WHAT THIS EXERCISE ASKS
A: According to the worship service account, at what time was a third service opened for those who could not get in?
B: Copy the worship service account word for word, from "It’s worth talking" up to and including "hospitality and hunger.".

EXTRACT
+ + + + + + +
Recently, I attended a worship service in Los Angeles, California. Actually, I “attempted to attend.” As I arrived, I saw a line, which started at the front door, that had wrapped around the building. I hadn’t seen anticipation like this for a Sunday morning worship service in a long time, maybe ever. I arrived 20 minutes prior to the start of the service, and after having stood in a stationary line for 15 minutes I was greeted with an apologetic explanation, “Thank you so much for your desire to worship with us this morning, we are encouraged by your willingness to stand in line. However, we are at capacity. Since there are so many of you that will not be able to attend we are going to open a third service at 1:30 if you are willing to wait.”
It’s worth talking about the people who arrived 30 minutes prior to the start time and are willing to wait in a line to worship. It’s also worth talking about a staff that is flexible, considerate, innovative and accommodating to all kinds of people young and old. Both of these storylines captivated me. However, what I witnessed during the third service quickly became the reason for writing this blog – hospitality and hunger.
+ + + + + + +
Collected data entries
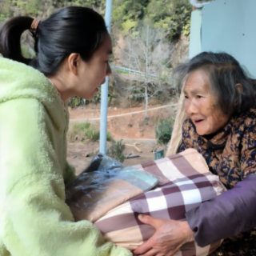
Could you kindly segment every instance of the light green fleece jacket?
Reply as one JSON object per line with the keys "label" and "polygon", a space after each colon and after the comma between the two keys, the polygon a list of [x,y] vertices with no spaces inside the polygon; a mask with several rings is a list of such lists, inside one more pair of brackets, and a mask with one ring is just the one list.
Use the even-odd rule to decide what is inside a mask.
{"label": "light green fleece jacket", "polygon": [[32,67],[0,55],[0,256],[126,256],[65,203],[69,116]]}

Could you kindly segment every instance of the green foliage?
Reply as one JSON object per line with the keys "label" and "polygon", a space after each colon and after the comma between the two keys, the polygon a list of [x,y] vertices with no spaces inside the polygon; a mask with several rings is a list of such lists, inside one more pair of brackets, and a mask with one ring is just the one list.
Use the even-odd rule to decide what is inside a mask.
{"label": "green foliage", "polygon": [[155,137],[159,144],[166,145],[171,138],[173,132],[174,121],[171,119],[164,119],[155,128]]}
{"label": "green foliage", "polygon": [[171,41],[178,39],[182,33],[190,35],[191,11],[187,0],[152,0],[147,7],[147,16],[154,26],[164,30]]}
{"label": "green foliage", "polygon": [[83,105],[84,100],[82,98],[74,96],[69,99],[69,106],[71,106],[72,108]]}
{"label": "green foliage", "polygon": [[106,150],[106,154],[114,159],[117,159],[120,162],[123,162],[126,159],[123,150],[126,146],[122,144],[122,140],[113,141],[111,146]]}

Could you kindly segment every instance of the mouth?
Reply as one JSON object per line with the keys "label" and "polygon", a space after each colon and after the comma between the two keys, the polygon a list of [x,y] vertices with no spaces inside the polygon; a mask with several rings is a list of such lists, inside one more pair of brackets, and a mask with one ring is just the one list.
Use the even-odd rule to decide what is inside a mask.
{"label": "mouth", "polygon": [[196,119],[196,120],[194,120],[194,123],[195,125],[200,125],[200,124],[202,124],[204,121],[205,121],[205,119]]}

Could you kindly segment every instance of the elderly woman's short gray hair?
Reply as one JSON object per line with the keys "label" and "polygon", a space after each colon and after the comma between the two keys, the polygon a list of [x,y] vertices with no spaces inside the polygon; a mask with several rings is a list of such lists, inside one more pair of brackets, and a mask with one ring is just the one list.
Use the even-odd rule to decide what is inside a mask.
{"label": "elderly woman's short gray hair", "polygon": [[[177,66],[174,75],[182,84],[184,78],[198,70],[209,74],[210,90],[223,113],[235,115],[255,106],[255,80],[249,78],[231,55],[203,52]],[[238,83],[242,84],[242,91],[237,90]]]}

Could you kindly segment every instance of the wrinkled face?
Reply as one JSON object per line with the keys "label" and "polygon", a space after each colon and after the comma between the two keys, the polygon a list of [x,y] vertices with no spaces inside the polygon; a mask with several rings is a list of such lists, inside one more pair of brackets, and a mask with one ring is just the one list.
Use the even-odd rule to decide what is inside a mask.
{"label": "wrinkled face", "polygon": [[109,64],[112,54],[112,42],[107,34],[100,46],[88,62],[82,62],[78,68],[76,95],[91,100],[98,91],[98,87],[105,82],[106,76],[111,74]]}
{"label": "wrinkled face", "polygon": [[228,122],[230,117],[217,106],[205,72],[196,70],[189,75],[184,94],[185,112],[192,120],[199,135],[214,134]]}

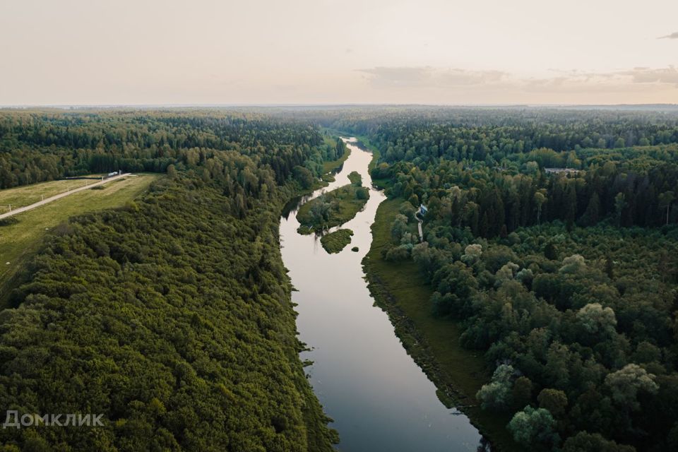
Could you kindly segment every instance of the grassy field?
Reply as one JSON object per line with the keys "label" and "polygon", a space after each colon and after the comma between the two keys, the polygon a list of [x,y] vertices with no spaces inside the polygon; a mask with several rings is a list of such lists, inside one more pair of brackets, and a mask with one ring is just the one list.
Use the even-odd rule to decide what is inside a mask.
{"label": "grassy field", "polygon": [[[83,190],[11,217],[16,218],[17,222],[0,226],[0,308],[4,307],[9,292],[16,283],[13,278],[37,251],[49,230],[73,215],[123,206],[143,192],[158,177],[157,174],[129,176],[102,186],[103,189]],[[65,181],[59,181],[61,182]],[[3,190],[0,191],[0,196],[2,199],[21,198],[22,196],[28,198],[27,196],[33,196],[31,194],[40,192],[37,185],[45,184]],[[63,188],[64,186],[58,186]],[[19,194],[12,193],[13,191]]]}
{"label": "grassy field", "polygon": [[482,410],[475,399],[490,377],[482,353],[461,347],[458,323],[432,316],[429,302],[432,290],[414,262],[381,258],[381,249],[391,241],[391,225],[402,202],[386,200],[376,211],[372,244],[363,261],[370,291],[388,313],[408,352],[439,388],[441,400],[460,408],[497,449],[520,451],[505,428],[510,417]]}
{"label": "grassy field", "polygon": [[[96,177],[97,176],[97,174],[90,174],[88,177]],[[23,207],[37,203],[42,199],[42,196],[49,198],[96,182],[95,180],[83,179],[50,181],[0,190],[0,213],[8,212],[10,205],[13,209]]]}
{"label": "grassy field", "polygon": [[329,254],[338,253],[344,246],[351,243],[353,231],[350,229],[340,229],[334,232],[326,234],[320,238],[320,243]]}

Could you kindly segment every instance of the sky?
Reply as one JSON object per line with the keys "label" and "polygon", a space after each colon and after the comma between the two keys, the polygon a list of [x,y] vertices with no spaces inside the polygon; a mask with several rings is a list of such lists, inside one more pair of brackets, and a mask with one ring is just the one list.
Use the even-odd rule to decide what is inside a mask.
{"label": "sky", "polygon": [[0,0],[0,105],[678,103],[676,0]]}

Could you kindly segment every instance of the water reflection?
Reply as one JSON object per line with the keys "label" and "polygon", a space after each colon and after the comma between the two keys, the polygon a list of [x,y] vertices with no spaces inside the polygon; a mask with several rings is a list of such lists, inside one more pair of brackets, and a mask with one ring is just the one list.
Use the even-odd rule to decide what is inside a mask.
{"label": "water reflection", "polygon": [[[352,141],[355,143],[355,140]],[[341,227],[353,230],[351,244],[328,254],[315,235],[297,233],[296,211],[308,199],[349,184],[357,171],[371,186],[369,151],[349,143],[351,155],[334,182],[286,206],[280,223],[282,258],[298,292],[300,339],[312,348],[302,359],[316,394],[339,431],[347,452],[488,450],[465,415],[446,408],[436,388],[407,355],[386,313],[373,306],[361,261],[381,191],[370,189],[364,208]],[[358,252],[351,251],[358,246]]]}

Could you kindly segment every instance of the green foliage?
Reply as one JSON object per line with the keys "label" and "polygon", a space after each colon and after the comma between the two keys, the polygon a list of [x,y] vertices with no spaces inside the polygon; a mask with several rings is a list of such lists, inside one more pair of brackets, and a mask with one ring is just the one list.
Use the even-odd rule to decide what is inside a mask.
{"label": "green foliage", "polygon": [[563,452],[636,452],[632,446],[619,445],[605,439],[602,435],[580,432],[568,438],[563,445]]}
{"label": "green foliage", "polygon": [[533,451],[548,451],[560,442],[555,424],[548,410],[528,405],[513,415],[508,428],[516,442]]}
{"label": "green foliage", "polygon": [[350,229],[339,229],[326,234],[320,238],[320,243],[328,253],[338,253],[351,243],[353,231]]}
{"label": "green foliage", "polygon": [[47,136],[15,124],[4,143],[15,133],[59,140],[58,155],[69,140],[102,141],[110,153],[102,155],[131,164],[114,145],[121,138],[144,144],[129,152],[157,157],[154,167],[160,154],[174,166],[126,207],[56,228],[14,291],[16,308],[0,313],[0,405],[102,413],[104,427],[5,429],[0,442],[331,451],[336,435],[299,359],[278,241],[282,204],[301,185],[288,176],[318,155],[317,133],[222,114],[45,116],[34,122],[54,122]]}
{"label": "green foliage", "polygon": [[499,366],[492,375],[492,380],[483,385],[476,397],[482,408],[506,410],[513,403],[511,388],[516,379],[516,369],[509,364]]}
{"label": "green foliage", "polygon": [[394,108],[342,119],[381,148],[373,176],[388,178],[389,197],[408,200],[382,255],[409,265],[410,206],[425,200],[426,242],[409,255],[431,307],[489,369],[516,372],[483,386],[483,407],[538,403],[520,412],[523,424],[549,413],[541,439],[514,424],[525,448],[599,437],[585,431],[601,447],[662,450],[678,424],[678,117],[617,113]]}
{"label": "green foliage", "polygon": [[299,232],[311,234],[343,225],[359,212],[367,198],[358,196],[361,189],[345,185],[308,201],[299,209],[297,219],[302,225]]}

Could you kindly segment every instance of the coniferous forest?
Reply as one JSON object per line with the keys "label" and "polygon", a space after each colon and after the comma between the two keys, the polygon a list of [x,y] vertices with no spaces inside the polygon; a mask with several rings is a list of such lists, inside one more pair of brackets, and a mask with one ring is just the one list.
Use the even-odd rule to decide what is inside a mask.
{"label": "coniferous forest", "polygon": [[105,427],[3,450],[331,450],[278,231],[342,156],[328,131],[377,150],[382,257],[417,264],[522,450],[678,450],[678,114],[398,107],[0,112],[0,189],[165,174],[47,234],[0,311],[0,407]]}

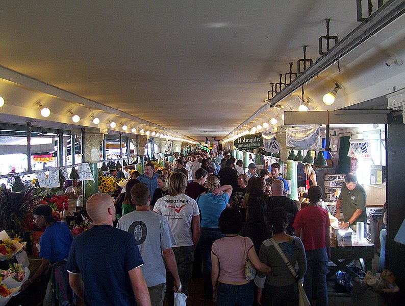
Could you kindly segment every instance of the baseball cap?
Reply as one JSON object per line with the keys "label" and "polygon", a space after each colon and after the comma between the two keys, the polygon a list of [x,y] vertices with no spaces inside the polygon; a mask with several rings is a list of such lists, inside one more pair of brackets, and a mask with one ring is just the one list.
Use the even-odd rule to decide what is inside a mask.
{"label": "baseball cap", "polygon": [[249,169],[256,169],[256,164],[254,162],[252,162],[251,163],[249,164]]}

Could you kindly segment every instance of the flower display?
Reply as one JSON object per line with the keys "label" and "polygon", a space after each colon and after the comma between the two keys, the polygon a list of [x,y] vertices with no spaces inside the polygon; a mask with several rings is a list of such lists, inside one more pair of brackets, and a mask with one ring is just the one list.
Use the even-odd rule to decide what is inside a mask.
{"label": "flower display", "polygon": [[17,281],[22,281],[26,275],[26,272],[23,270],[21,264],[13,263],[10,264],[10,269],[4,270],[0,273],[0,276],[3,280],[7,277],[11,277]]}
{"label": "flower display", "polygon": [[[0,281],[3,281],[3,278],[0,277]],[[0,284],[0,295],[2,296],[8,296],[11,294],[11,291],[4,284]]]}
{"label": "flower display", "polygon": [[90,228],[90,220],[86,218],[83,220],[80,225],[76,225],[74,227],[74,228],[72,230],[72,233],[74,235],[78,235],[81,234],[85,230],[87,230],[89,228]]}
{"label": "flower display", "polygon": [[98,191],[105,194],[112,193],[117,188],[117,180],[112,176],[98,176]]}
{"label": "flower display", "polygon": [[15,252],[16,249],[15,245],[10,238],[6,240],[0,240],[0,253],[5,256],[10,256]]}

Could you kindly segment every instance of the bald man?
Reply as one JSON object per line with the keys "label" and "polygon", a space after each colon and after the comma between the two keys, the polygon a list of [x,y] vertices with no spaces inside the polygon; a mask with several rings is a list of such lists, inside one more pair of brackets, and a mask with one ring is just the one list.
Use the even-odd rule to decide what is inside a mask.
{"label": "bald man", "polygon": [[271,184],[271,188],[273,190],[273,195],[270,197],[270,200],[267,204],[267,214],[270,216],[271,210],[275,207],[284,208],[288,214],[287,232],[290,235],[292,235],[294,233],[292,225],[298,213],[297,204],[294,201],[284,196],[284,183],[282,180],[275,180]]}
{"label": "bald man", "polygon": [[112,199],[96,194],[86,207],[94,226],[72,244],[66,266],[70,287],[86,305],[150,306],[136,241],[113,226]]}

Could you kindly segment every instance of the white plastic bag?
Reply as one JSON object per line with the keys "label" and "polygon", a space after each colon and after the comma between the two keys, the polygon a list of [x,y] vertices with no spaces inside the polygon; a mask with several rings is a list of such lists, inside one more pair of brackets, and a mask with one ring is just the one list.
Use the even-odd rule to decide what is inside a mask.
{"label": "white plastic bag", "polygon": [[180,293],[182,292],[182,284],[178,289],[179,292],[174,292],[174,306],[187,306],[186,300],[187,299],[187,296],[184,293]]}
{"label": "white plastic bag", "polygon": [[187,306],[187,296],[184,293],[174,292],[174,306]]}

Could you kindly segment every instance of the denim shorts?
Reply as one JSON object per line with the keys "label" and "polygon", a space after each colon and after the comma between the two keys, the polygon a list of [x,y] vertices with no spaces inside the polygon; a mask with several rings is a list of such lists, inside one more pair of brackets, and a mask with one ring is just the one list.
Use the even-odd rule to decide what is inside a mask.
{"label": "denim shorts", "polygon": [[254,299],[253,286],[250,281],[244,285],[218,283],[217,306],[250,306]]}

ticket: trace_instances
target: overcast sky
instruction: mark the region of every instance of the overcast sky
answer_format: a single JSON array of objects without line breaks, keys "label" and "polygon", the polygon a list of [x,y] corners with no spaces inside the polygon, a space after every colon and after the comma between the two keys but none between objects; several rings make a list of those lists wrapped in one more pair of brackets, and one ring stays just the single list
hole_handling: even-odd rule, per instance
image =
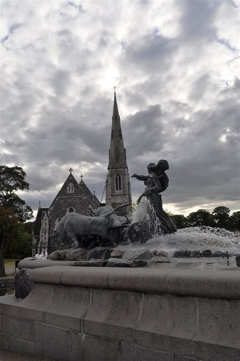
[{"label": "overcast sky", "polygon": [[[70,167],[101,199],[115,86],[130,175],[166,159],[164,208],[239,210],[239,11],[235,0],[2,1],[0,162],[27,173],[27,204],[50,206]],[[144,185],[131,185],[136,200]]]}]

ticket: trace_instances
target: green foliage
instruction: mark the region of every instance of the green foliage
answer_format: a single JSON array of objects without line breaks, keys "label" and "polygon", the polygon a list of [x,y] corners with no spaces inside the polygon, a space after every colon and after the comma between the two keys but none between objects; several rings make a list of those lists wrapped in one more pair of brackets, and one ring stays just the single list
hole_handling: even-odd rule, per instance
[{"label": "green foliage", "polygon": [[31,254],[31,208],[17,194],[29,189],[26,173],[20,167],[0,166],[0,276],[5,275],[3,256],[22,258]]},{"label": "green foliage", "polygon": [[183,214],[173,214],[171,216],[171,218],[178,229],[185,228],[188,225],[187,219]]},{"label": "green foliage", "polygon": [[25,172],[16,166],[0,166],[0,206],[12,208],[20,222],[30,219],[31,208],[16,194],[18,190],[29,189]]},{"label": "green foliage", "polygon": [[230,210],[229,208],[220,206],[214,208],[212,213],[218,227],[226,229],[229,228]]},{"label": "green foliage", "polygon": [[240,231],[240,211],[234,212],[229,217],[229,226],[231,230]]}]

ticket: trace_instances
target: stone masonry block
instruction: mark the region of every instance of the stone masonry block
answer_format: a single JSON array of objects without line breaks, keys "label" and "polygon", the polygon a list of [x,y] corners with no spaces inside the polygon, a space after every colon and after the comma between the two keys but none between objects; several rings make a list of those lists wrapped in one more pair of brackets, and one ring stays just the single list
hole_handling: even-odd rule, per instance
[{"label": "stone masonry block", "polygon": [[118,361],[119,342],[83,334],[82,357],[84,361]]},{"label": "stone masonry block", "polygon": [[8,351],[32,356],[33,354],[33,343],[9,336]]},{"label": "stone masonry block", "polygon": [[7,350],[8,348],[8,336],[0,333],[0,350]]},{"label": "stone masonry block", "polygon": [[144,294],[141,309],[137,330],[187,339],[195,334],[196,305],[193,297]]},{"label": "stone masonry block", "polygon": [[119,361],[149,361],[150,360],[174,361],[173,354],[121,342]]},{"label": "stone masonry block", "polygon": [[[224,330],[222,330],[224,333]],[[201,361],[239,361],[240,349],[193,341],[194,357]]]},{"label": "stone masonry block", "polygon": [[79,318],[46,312],[44,314],[43,322],[53,326],[64,327],[78,332],[82,331],[82,322]]},{"label": "stone masonry block", "polygon": [[[50,267],[49,267],[49,269]],[[67,267],[61,274],[62,285],[108,289],[108,272],[105,267]]]},{"label": "stone masonry block", "polygon": [[35,322],[33,344],[34,356],[58,361],[70,360],[69,330]]},{"label": "stone masonry block", "polygon": [[192,340],[165,334],[136,330],[135,343],[138,346],[189,357],[193,356]]},{"label": "stone masonry block", "polygon": [[[21,304],[21,305],[22,304]],[[2,313],[26,319],[31,319],[34,321],[41,322],[43,320],[43,312],[42,311],[21,306],[18,304],[16,305],[3,304]]]},{"label": "stone masonry block", "polygon": [[52,300],[44,314],[44,322],[53,326],[82,330],[81,318],[89,306],[88,289],[54,285]]},{"label": "stone masonry block", "polygon": [[83,332],[133,343],[140,301],[139,293],[92,289],[91,307],[83,319]]},{"label": "stone masonry block", "polygon": [[155,268],[111,269],[109,288],[138,292],[165,292],[165,279],[171,270]]},{"label": "stone masonry block", "polygon": [[82,354],[82,333],[74,331],[70,331],[70,360],[79,361]]},{"label": "stone masonry block", "polygon": [[166,291],[175,294],[239,299],[240,277],[235,271],[182,269],[169,273]]},{"label": "stone masonry block", "polygon": [[18,317],[2,315],[2,332],[25,341],[32,341],[33,321]]},{"label": "stone masonry block", "polygon": [[19,305],[30,309],[44,311],[52,300],[53,293],[53,285],[33,283],[31,291],[27,297],[20,301]]},{"label": "stone masonry block", "polygon": [[196,298],[198,310],[195,341],[240,347],[240,301]]},{"label": "stone masonry block", "polygon": [[185,357],[184,356],[174,355],[173,361],[196,361],[196,359],[192,357]]}]

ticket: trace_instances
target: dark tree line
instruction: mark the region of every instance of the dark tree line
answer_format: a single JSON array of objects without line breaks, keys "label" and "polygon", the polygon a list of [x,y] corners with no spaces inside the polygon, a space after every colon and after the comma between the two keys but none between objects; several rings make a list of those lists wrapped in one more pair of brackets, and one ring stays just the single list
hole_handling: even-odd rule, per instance
[{"label": "dark tree line", "polygon": [[187,217],[183,214],[171,214],[171,217],[179,229],[207,226],[232,231],[240,231],[240,212],[234,212],[231,216],[229,208],[219,206],[211,213],[206,209],[198,209]]},{"label": "dark tree line", "polygon": [[4,258],[31,254],[31,208],[17,194],[29,189],[26,173],[20,167],[0,166],[0,276],[6,275]]}]

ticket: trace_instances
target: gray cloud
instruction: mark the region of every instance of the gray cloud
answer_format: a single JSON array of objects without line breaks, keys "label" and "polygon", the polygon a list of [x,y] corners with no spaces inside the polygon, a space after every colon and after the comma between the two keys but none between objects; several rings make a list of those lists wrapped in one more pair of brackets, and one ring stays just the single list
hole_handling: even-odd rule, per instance
[{"label": "gray cloud", "polygon": [[236,5],[93,4],[3,3],[1,162],[26,171],[27,203],[48,206],[70,167],[101,197],[116,85],[130,174],[166,158],[166,208],[239,208]]}]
+ + + + + + +
ANSWERS TO THIS EXERCISE
A: 1:30

B:
It’s worth talking about the people who arrived 30 minutes prior to the start time and are willing to wait in a line to worship. It’s also worth talking about a staff that is flexible, considerate, innovative and accommodating to all kinds of people young and old. Both of these storylines captivated me. However, what I witnessed during the third service quickly became the reason for writing this blog – hospitality and hunger.